▶ Aim of the exercise
Reproduce the following lines word for word, omitting the pictures from your output.

Location labeling lines

^^^^^^^^

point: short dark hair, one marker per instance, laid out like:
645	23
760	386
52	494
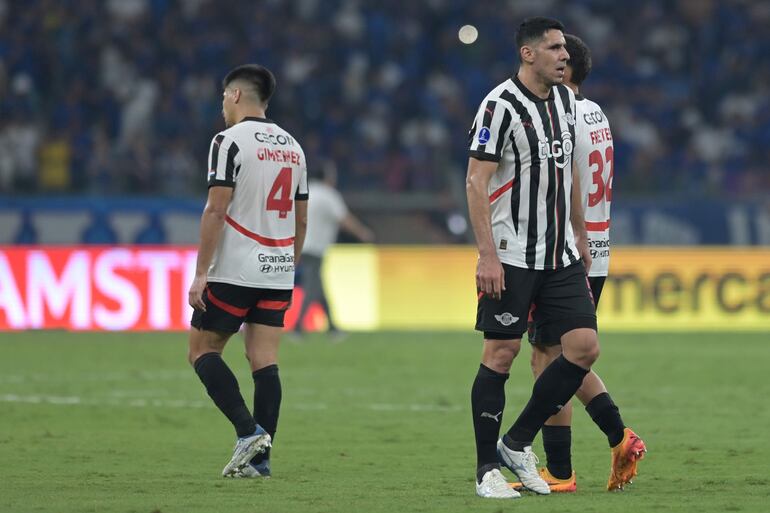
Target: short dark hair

^^^^^^^^

▶ Reply
point: short dark hair, one marker per instance, laid out like:
645	23
760	386
52	494
Target: short dark hair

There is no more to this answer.